### GIVEN TASK
Please output every line of the records below as a JSON list of strings, one string per line, with blank lines and the pictures left out.

### RECORDS FOR THE EXERCISE

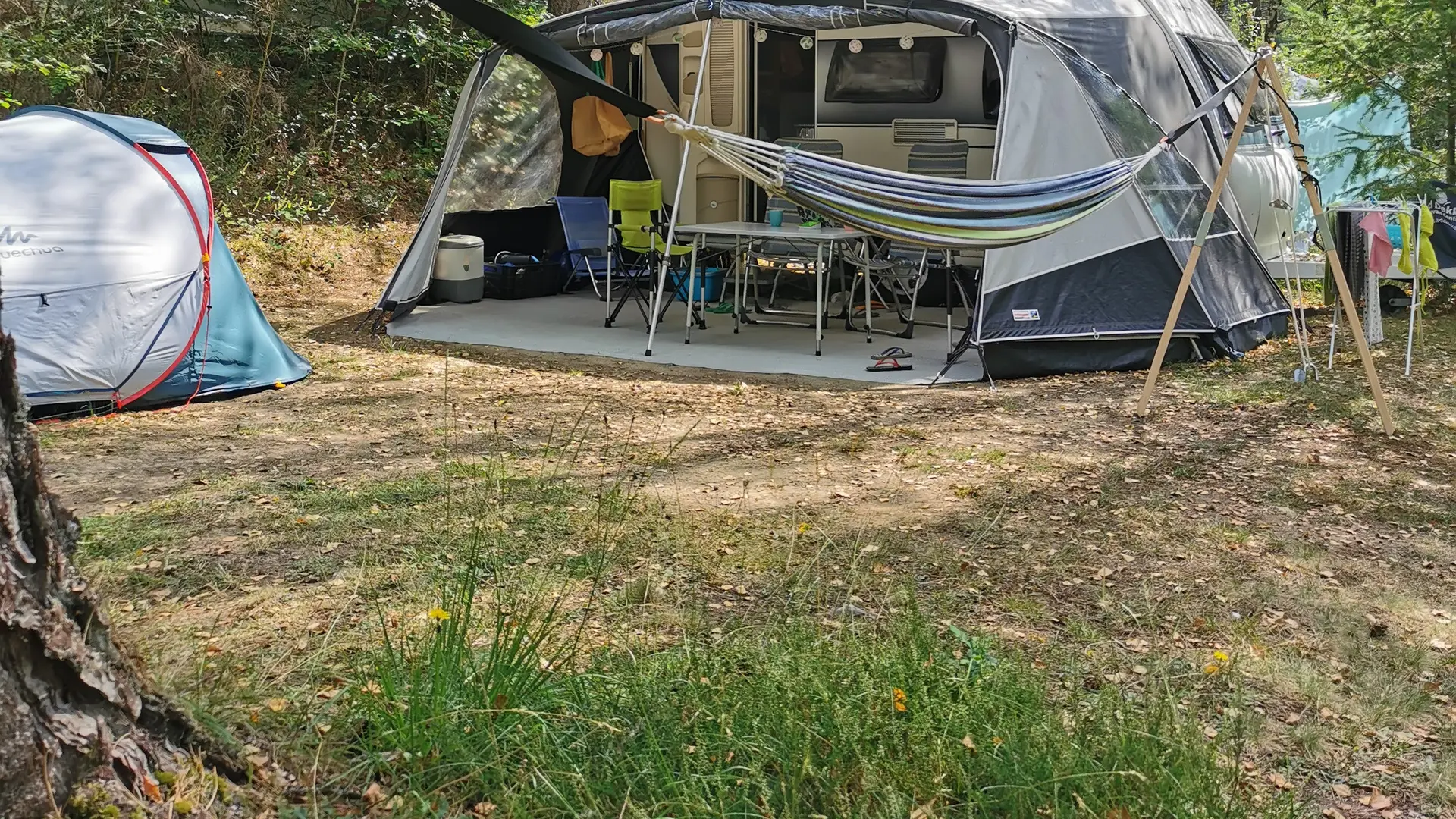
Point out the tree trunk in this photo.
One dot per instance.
(72, 707)
(558, 8)
(1451, 143)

### ANSWER FOR THIS EXERCISE
[
  "Point out the tree trunk in this photo.",
  "One dot per instance.",
  "(72, 707)",
  "(558, 8)",
  "(1451, 143)"
]